• **PROBLEM TO SOLVE**
Convert the records below into a numbered list with one line per item, omitting any blank lines. Cover every record, but leave the pictures out of the answer.

* START DATA ROWS *

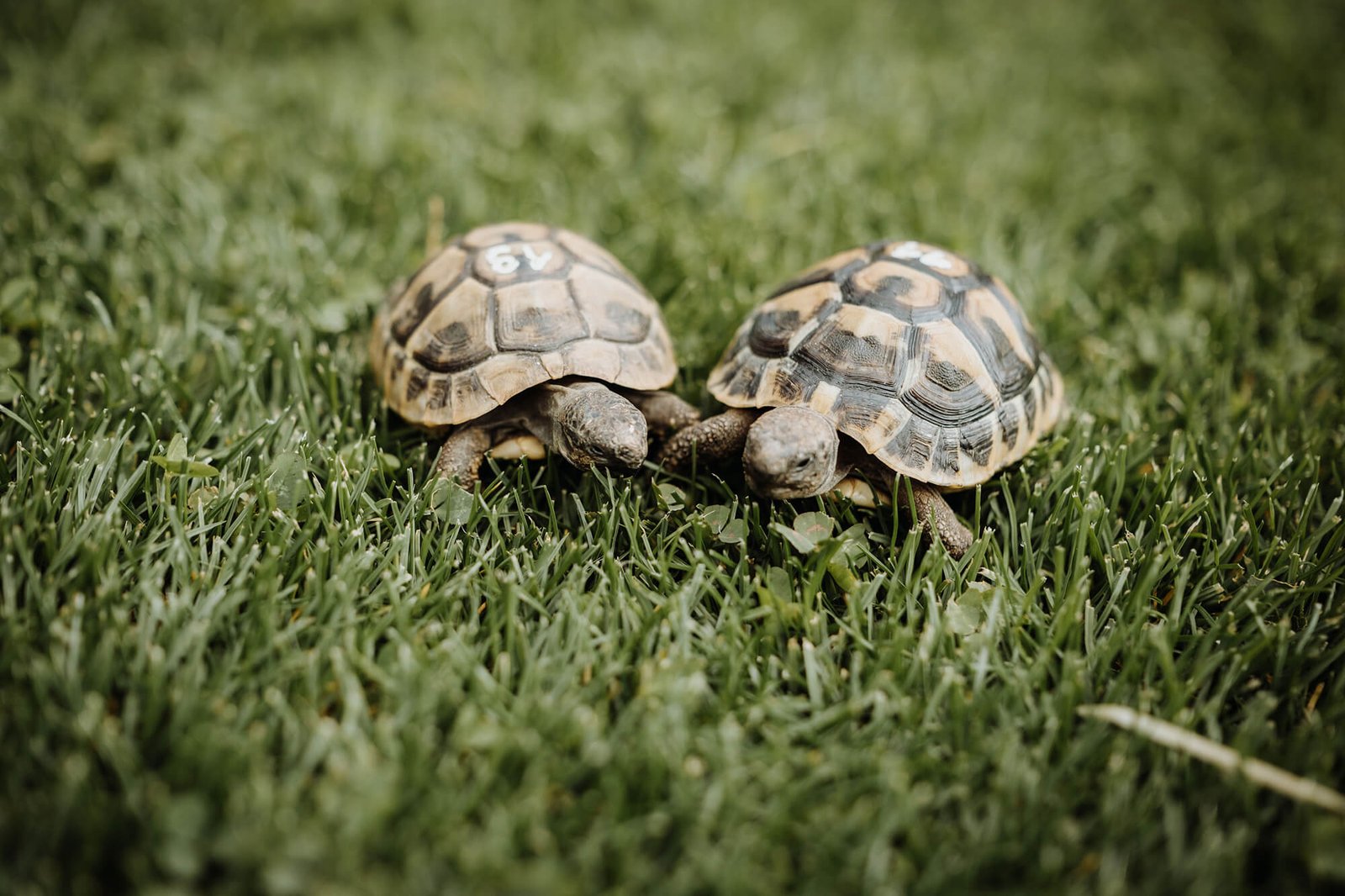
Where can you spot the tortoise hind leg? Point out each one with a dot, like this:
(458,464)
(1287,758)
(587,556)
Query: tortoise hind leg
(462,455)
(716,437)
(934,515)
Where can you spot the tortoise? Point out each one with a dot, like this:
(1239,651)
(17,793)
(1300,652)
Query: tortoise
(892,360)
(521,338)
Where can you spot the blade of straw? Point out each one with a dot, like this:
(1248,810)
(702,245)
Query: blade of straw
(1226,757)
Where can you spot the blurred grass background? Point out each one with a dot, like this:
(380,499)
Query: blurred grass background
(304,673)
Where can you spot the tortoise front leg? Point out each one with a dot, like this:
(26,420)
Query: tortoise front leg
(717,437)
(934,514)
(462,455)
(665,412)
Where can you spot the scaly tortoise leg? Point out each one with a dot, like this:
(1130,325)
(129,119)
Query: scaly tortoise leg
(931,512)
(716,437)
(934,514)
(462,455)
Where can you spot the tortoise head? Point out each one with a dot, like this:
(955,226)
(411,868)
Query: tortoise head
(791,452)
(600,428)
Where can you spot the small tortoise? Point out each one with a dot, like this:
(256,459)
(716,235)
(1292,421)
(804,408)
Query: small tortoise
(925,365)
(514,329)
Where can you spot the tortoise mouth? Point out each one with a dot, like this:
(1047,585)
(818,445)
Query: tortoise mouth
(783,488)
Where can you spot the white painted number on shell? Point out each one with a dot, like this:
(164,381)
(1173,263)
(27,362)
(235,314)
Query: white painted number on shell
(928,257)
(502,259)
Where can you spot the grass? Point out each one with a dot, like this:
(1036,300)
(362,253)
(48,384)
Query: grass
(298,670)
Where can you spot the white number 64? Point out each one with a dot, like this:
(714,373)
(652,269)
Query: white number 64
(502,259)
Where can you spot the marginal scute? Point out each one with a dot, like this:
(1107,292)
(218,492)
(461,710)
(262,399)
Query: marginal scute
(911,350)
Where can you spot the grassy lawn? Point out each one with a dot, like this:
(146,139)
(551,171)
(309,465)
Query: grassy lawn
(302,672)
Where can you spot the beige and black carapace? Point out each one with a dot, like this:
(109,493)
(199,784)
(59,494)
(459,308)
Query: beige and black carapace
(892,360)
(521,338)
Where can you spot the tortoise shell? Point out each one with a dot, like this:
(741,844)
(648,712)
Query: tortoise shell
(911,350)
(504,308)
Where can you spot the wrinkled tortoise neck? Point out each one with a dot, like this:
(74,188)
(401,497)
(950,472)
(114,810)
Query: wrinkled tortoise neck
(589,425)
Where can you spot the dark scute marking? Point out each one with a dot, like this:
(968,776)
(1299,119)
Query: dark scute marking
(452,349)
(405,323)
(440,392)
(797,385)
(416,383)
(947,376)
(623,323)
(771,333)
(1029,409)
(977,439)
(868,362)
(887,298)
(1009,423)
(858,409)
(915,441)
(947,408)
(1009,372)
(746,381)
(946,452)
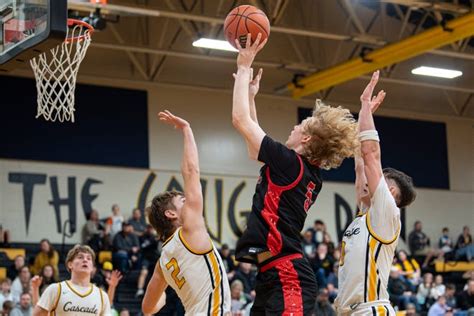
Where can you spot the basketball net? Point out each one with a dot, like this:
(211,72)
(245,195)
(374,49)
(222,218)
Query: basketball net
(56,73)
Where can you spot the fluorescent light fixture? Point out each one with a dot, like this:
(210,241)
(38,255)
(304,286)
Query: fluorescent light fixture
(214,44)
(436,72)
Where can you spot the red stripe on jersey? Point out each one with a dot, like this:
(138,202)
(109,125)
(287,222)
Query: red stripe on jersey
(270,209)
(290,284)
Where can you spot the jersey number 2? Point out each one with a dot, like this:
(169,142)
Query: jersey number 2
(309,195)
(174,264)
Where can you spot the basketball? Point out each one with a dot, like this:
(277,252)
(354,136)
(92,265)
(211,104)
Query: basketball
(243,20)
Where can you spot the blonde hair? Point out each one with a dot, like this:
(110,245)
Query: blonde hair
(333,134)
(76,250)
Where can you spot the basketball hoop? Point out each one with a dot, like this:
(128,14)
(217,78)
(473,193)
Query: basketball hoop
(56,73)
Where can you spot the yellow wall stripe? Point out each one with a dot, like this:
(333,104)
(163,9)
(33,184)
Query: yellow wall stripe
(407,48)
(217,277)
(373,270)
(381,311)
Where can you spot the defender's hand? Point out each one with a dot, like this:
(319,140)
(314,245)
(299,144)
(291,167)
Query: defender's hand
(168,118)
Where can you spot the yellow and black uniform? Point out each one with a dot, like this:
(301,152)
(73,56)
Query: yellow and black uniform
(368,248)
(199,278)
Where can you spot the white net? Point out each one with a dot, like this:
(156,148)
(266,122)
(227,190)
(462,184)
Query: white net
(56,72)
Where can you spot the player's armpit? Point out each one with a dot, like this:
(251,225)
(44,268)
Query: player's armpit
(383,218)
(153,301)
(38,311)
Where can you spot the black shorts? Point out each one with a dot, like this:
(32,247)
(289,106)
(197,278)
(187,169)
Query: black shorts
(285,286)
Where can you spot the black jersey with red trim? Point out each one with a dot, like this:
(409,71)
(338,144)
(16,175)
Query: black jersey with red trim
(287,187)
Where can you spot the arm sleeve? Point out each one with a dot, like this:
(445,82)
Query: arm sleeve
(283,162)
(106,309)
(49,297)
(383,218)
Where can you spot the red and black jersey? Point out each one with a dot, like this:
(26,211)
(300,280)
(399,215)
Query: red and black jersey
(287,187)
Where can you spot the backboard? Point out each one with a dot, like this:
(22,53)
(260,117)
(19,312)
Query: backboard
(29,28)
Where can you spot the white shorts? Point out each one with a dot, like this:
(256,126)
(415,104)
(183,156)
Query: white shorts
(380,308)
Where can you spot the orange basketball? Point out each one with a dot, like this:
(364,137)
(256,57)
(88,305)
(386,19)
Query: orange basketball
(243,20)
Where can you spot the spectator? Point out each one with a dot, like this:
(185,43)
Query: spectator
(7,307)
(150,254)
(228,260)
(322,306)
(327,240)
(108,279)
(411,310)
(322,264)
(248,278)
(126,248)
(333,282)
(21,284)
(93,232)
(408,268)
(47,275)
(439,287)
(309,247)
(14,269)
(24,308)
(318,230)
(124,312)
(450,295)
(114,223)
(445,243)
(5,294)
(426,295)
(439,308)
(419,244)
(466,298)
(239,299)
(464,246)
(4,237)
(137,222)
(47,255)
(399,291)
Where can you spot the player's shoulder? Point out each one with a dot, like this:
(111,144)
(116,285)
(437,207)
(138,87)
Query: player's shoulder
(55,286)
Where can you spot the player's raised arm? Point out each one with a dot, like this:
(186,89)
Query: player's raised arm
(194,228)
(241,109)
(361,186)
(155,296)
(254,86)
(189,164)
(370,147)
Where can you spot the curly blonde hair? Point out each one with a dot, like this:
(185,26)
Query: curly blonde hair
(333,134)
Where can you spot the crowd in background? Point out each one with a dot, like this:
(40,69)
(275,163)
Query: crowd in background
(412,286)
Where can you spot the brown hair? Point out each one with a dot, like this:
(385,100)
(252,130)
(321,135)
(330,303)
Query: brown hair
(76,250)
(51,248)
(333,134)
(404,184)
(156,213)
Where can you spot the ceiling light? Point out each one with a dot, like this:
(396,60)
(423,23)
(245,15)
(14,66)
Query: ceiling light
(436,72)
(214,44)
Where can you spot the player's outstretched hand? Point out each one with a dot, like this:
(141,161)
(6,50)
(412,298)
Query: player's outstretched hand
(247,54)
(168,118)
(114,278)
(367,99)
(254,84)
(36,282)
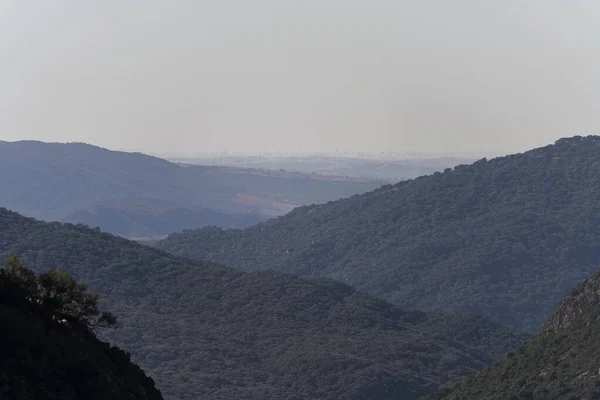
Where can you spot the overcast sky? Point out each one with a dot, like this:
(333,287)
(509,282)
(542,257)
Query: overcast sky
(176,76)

* END DATA ROWS *

• **RESULT OF THE TASK**
1. Where can you spot the tortoise hind leg? Point out each one with a dot, like this:
2. (458,464)
3. (1287,758)
4. (587,556)
5. Query: tortoise hind leg
6. (462,455)
7. (716,437)
8. (934,515)
9. Where can you spot the tortoise? Point out each one with a dot, like this:
10. (1239,651)
11. (17,793)
12. (1300,652)
13. Query: tortoise
14. (892,360)
15. (521,338)
16. Where can you spot the blade of straw? Point out each one with a dot, like this:
17. (1248,810)
18. (702,245)
19. Query: blade of straw
20. (1226,757)
21. Where can you spot the blurred grass background? Point out each one with a dot, like this:
22. (380,499)
23. Query: blurred grass background
24. (304,673)
25. Where can you spot the tortoise front leg? Point out each one with a dot, like this:
26. (26,420)
27. Query: tortoise front leg
28. (717,437)
29. (934,514)
30. (462,455)
31. (665,412)
32. Where can you spot the scaly tortoise leg? Point out each one with a dot, like this:
33. (1130,325)
34. (129,119)
35. Query: scaly tortoise leg
36. (931,512)
37. (716,437)
38. (934,514)
39. (462,455)
40. Where can you spot the tortoise head? Point out each one with a dot, like this:
41. (955,226)
42. (411,868)
43. Query: tortoise head
44. (791,452)
45. (600,428)
46. Where can you spot the small tortoise? Point out each one with a dot, like this:
47. (256,459)
48. (716,235)
49. (1292,421)
50. (804,408)
51. Query: small tortoise
52. (925,365)
53. (514,329)
54. Where can you spot the tortoise mouth? Point out each one with a dot, like this:
55. (1047,585)
56. (818,445)
57. Query: tortoise mouth
58. (783,488)
59. Where can you spot the white painted number on shell? Point out each one with a dot, like this:
60. (164,381)
61. (1173,263)
62. (27,362)
63. (235,314)
64. Query: white painted number on shell
65. (928,257)
66. (502,259)
67. Where can you spot the grass? Point out each one with a dot, like this:
68. (1036,300)
69. (362,253)
70. (48,384)
71. Query: grass
72. (298,670)
73. Where can you spot the white number 64? Point out each one with a dot, like this:
74. (714,373)
75. (652,269)
76. Query: white number 64
77. (502,259)
78. Where can you spot the marginal scute? Point out each one with a dot, like this:
79. (1107,292)
80. (218,492)
81. (461,710)
82. (262,399)
83. Query: marginal scute
84. (911,350)
85. Where can you spot the grassy lawn? Point out each one with a dot, like this:
86. (146,139)
87. (551,171)
88. (309,465)
89. Query: grassy lawn
90. (302,672)
91. Where can you spot the beige and black carapace? Point out each one with a dot, like this:
92. (109,493)
93. (199,784)
94. (59,494)
95. (459,308)
96. Query: beige and black carapace
97. (892,360)
98. (521,338)
99. Where can you spot the tortoise shell? Point out each one with a dot, like this:
100. (741,844)
101. (648,712)
102. Query: tortoise shell
103. (911,350)
104. (504,308)
105. Where can you spot the wrinkled tortoise neck? Point out each one with a dot, like this:
106. (74,188)
107. (401,497)
108. (950,472)
109. (114,810)
110. Query: wrinkled tortoise neck
111. (589,425)
112. Where can you spot the dark scute marking? Point out each one with a dot, like this:
113. (968,776)
114. (1299,119)
115. Query: dark scute marking
116. (452,349)
117. (405,323)
118. (440,392)
119. (797,385)
120. (416,383)
121. (947,376)
122. (623,323)
123. (771,333)
124. (1029,409)
125. (977,439)
126. (868,362)
127. (887,298)
128. (1009,423)
129. (858,409)
130. (915,441)
131. (947,408)
132. (1009,372)
133. (746,381)
134. (946,452)
135. Where can you spot the basketball net? Point out each one with a dot, like this:
136. (211,72)
137. (245,195)
138. (374,49)
139. (222,218)
140. Query: basketball net
141. (56,73)
142. Where can you spot the fluorescent light fixture? Point out each one with a dot, like this:
143. (210,241)
144. (38,255)
145. (304,286)
146. Query: fluorescent light fixture
147. (214,44)
148. (436,72)
149. Where can you spot the red stripe on jersey? Point out each one with a dot, like this:
150. (138,202)
151. (109,125)
152. (287,222)
153. Query: red stripe on jersey
154. (270,209)
155. (290,284)
156. Where can you spot the jersey number 2? Point out each one with a dot, like this:
157. (169,142)
158. Query: jersey number 2
159. (309,195)
160. (174,264)
161. Where can you spot the basketball? Point out each one with a dot, like this:
162. (277,252)
163. (354,136)
164. (92,265)
165. (211,104)
166. Query: basketball
167. (243,20)
168. Where can you spot the blonde hair? Point out each one with a dot, like this:
169. (110,245)
170. Query: blonde hair
171. (333,134)
172. (76,250)
173. Where can you spot the basketball hoop? Point out each one with a dot, like this:
174. (128,14)
175. (217,78)
176. (473,193)
177. Query: basketball hoop
178. (56,73)
179. Where can you spot the yellow wall stripe? Point out each one with a dot, like this:
180. (333,104)
181. (163,9)
182. (33,184)
183. Query: yellow wall stripe
184. (407,48)
185. (217,277)
186. (373,270)
187. (381,311)
188. Where can you spot the defender's hand? Point out each one with a dot, like this:
189. (319,140)
190. (314,245)
191. (299,144)
192. (291,167)
193. Query: defender's hand
194. (168,118)
195. Where can you spot the yellow and black uniform? Point out each one with a dot, like this:
196. (301,152)
197. (73,56)
198. Query: yellow and black uniform
199. (368,248)
200. (199,278)
201. Where can you spot the white net? Point out each one with a dot, like this:
202. (156,148)
203. (266,122)
204. (227,190)
205. (462,184)
206. Query: white net
207. (56,72)
208. Where can you spot the player's armpit? Point out each one with a dot, like this:
209. (251,225)
210. (44,268)
211. Query: player's armpit
212. (383,218)
213. (153,301)
214. (38,311)
215. Where can you spot the black shorts? Point out each one with a dot, like this:
216. (32,247)
217. (289,106)
218. (197,278)
219. (187,169)
220. Query: black shorts
221. (285,286)
222. Where can you spot the black jersey with red trim? Point out each one with a dot, like this:
223. (409,71)
224. (338,144)
225. (16,175)
226. Query: black jersey with red trim
227. (287,187)
228. Where can you spot the arm sleeve? Point out each one with a dot, like this:
229. (445,82)
230. Query: arm sleeve
231. (283,162)
232. (106,309)
233. (49,297)
234. (383,218)
235. Where can you spot the red and black jersey? Point out each one with a dot, like this:
236. (26,211)
237. (300,280)
238. (399,215)
239. Query: red and black jersey
240. (287,187)
241. Where can you spot the backboard? Point out each one with a dot, like this:
242. (22,53)
243. (260,117)
244. (19,312)
245. Query: backboard
246. (29,28)
247. Where can you spot the white shorts? Point out each one with a dot, like this:
248. (256,126)
249. (415,104)
250. (183,156)
251. Query: white shorts
252. (380,308)
253. Where can you spot the orange basketball? Point out each one with a dot, like this:
254. (364,137)
255. (256,57)
256. (88,305)
257. (386,19)
258. Query: orange basketball
259. (243,20)
260. Where can you spot the spectator? Point out each one with a dot, like this:
261. (185,43)
262. Query: spectator
263. (7,307)
264. (150,254)
265. (228,260)
266. (322,306)
267. (327,240)
268. (108,279)
269. (411,310)
270. (322,264)
271. (248,278)
272. (126,248)
273. (333,282)
274. (21,284)
275. (93,232)
276. (408,268)
277. (47,275)
278. (439,287)
279. (309,247)
280. (14,269)
281. (24,308)
282. (318,230)
283. (124,312)
284. (450,295)
285. (114,223)
286. (445,243)
287. (5,294)
288. (426,295)
289. (439,308)
290. (419,244)
291. (466,298)
292. (239,299)
293. (464,246)
294. (4,237)
295. (137,222)
296. (47,255)
297. (399,291)
298. Where can you spot the player's shoulder? Point out each one with a dot, like this:
299. (111,144)
300. (116,285)
301. (437,207)
302. (138,87)
303. Query: player's shoulder
304. (55,286)
305. Where can you spot the player's raised arm? Point out each one with a dot, like this:
306. (186,89)
307. Query: player's raised arm
308. (194,228)
309. (241,109)
310. (361,186)
311. (155,296)
312. (254,86)
313. (189,164)
314. (370,147)
315. Where can you spot the curly blonde hair? Point out each one with a dot, like this:
316. (185,26)
317. Query: curly blonde hair
318. (333,134)
319. Where can you spot the crowd in background? Point out each one with a dot, like this:
320. (40,69)
321. (275,163)
322. Query: crowd in background
323. (412,286)
324. Where can you spot the brown hair? Point out each one with a dot, like this:
325. (385,100)
326. (252,130)
327. (321,135)
328. (330,303)
329. Query: brown hair
330. (76,250)
331. (51,248)
332. (333,134)
333. (404,184)
334. (156,213)
335. Where can you spot the ceiling light? Point out each one with a dot, like this:
336. (396,60)
337. (423,23)
338. (245,15)
339. (14,66)
340. Query: ceiling light
341. (436,72)
342. (214,44)
343. Where can you spot the player's outstretched hand? Point out each one with a dot, like this:
344. (141,161)
345. (6,50)
346. (412,298)
347. Query: player's outstretched hand
348. (247,54)
349. (168,118)
350. (114,278)
351. (367,99)
352. (254,84)
353. (36,282)
354. Where can you spot the overcast sky? Point out each one with a dot, like this:
355. (333,287)
356. (509,282)
357. (542,257)
358. Query: overcast sky
359. (176,76)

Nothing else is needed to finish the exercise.